*PAGE EXTRACT:*
-=-=-=-=-

Costas Panayiotakis on Coverage of Greece in Mainstream Media

ARCHIVE. Original from the NYTimes Examiner: An Antidote to the Paper of Record.


‘Resolving’ the Greek Crisis

Greek-Crisis
By Costas Panayotakis
February 7, 2013 Source: NYTX

Some people never learn (or at least they pretend not to). Edward P. Joseph and Anna Triandafyllidou’s ‘Resolve the Real Greek Crisis’ is the latest attempt to attribute Greece’s ongoing economic and social catastrophe to the supposedly pervasive corruption of Greek society. (i) This was the narrative that was used in the early stages of the Greek crisis to justify the brutal austerity program that has been destroying the country for the last three years. This narrative has been pervasive, not just among the European political and economic elites that imposed the program on Greece or among mainstream media outlets, such as The New York Times. It was also used by the political elites in Greece that became willing accomplices to a crime that they themselves helped to bring about through the wrong-headed economic and social policies that made Greece especially vulnerable to the global capitalist crisis that erupted about 5 years ago.

-=-=-=-=-

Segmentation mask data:
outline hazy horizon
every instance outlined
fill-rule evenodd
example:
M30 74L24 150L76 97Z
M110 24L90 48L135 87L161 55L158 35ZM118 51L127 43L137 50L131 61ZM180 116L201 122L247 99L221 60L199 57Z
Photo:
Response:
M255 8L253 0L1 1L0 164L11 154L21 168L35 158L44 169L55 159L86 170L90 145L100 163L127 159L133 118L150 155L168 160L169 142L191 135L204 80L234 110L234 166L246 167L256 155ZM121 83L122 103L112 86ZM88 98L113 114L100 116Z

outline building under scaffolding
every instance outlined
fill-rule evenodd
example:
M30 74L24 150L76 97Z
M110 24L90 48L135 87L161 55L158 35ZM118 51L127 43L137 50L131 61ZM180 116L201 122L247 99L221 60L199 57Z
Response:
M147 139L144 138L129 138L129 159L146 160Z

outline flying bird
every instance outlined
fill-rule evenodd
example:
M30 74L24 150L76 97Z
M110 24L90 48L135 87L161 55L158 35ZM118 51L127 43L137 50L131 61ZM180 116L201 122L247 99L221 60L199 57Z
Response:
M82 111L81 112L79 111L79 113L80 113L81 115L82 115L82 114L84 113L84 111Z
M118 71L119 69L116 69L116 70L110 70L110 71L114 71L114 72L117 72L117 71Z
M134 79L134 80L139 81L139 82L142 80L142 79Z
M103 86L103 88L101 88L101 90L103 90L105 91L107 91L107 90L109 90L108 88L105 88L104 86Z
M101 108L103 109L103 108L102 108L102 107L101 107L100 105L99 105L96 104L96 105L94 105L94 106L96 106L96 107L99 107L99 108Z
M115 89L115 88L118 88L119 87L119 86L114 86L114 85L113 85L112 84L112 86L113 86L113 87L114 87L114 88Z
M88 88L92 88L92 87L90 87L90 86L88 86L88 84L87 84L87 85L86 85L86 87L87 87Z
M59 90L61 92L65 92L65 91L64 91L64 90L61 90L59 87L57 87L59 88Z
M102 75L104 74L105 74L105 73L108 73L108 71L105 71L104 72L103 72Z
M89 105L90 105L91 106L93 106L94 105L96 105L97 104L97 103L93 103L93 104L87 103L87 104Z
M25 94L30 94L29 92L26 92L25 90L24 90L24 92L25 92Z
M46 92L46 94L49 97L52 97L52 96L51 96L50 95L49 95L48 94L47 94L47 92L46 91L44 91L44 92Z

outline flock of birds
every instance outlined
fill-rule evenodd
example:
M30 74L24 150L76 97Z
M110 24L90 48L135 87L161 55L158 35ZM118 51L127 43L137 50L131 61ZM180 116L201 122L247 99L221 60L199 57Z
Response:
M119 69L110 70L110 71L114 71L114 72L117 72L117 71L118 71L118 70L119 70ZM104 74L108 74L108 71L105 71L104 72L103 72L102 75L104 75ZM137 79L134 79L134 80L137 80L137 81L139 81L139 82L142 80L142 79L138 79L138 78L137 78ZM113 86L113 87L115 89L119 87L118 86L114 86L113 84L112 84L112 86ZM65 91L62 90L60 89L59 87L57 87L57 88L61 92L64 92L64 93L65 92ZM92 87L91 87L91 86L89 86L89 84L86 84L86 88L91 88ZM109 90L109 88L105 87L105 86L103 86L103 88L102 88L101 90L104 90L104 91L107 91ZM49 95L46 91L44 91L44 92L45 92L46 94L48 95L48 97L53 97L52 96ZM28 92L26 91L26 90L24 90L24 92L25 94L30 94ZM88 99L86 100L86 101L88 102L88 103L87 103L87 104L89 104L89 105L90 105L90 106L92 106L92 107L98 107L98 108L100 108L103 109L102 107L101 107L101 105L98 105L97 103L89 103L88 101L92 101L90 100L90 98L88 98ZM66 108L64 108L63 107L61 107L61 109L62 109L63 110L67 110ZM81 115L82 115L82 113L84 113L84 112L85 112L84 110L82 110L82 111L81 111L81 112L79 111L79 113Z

-=-=-=-=-

Write what comes next in the article on the Greek crisis, picking up right after its last paragraph. None of the records are needed for this.

That this is a convenient argument to the political (and economic) elites misruling Greece for the last few decades is obvious. When everybody is to blame, the people most responsible for Greece’s current state are left off the hook. That Joseph and Triandafyllidou contribute to such an outcome is illustrated by their diagnosis that

Greece has been plagued by the paralysis of collective responsibility: “So maybe I didn’t pay my taxes, but who did?”

Playing into the false notion that nobody pays taxes in Greece, this line of reasoning conceals the class dimension of tax evasion and legally sanctioned tax exceptions. Greeks are not paralyzed because they realize that none of them paid their taxes. Instead, Greece is increasingly divided between the less affluent majority that has paid all their taxes for decades and the affluent minority that has never done so in the past and that uses all its wealth and influence to ensure that it will never have to do so in the future either. And, by contrast to Joseph and Triandafyllidou’s critique of the leader of Greece’s anti-austerity Syriza party for a narrow message that supposedly does not embrace the reforms that Greece needs, Greece’s economic oligarchy is using the Greek media it controls to discredit Syriza, precisely because it fears that a Syriza government’s reforms might endanger the continuation of their privileges.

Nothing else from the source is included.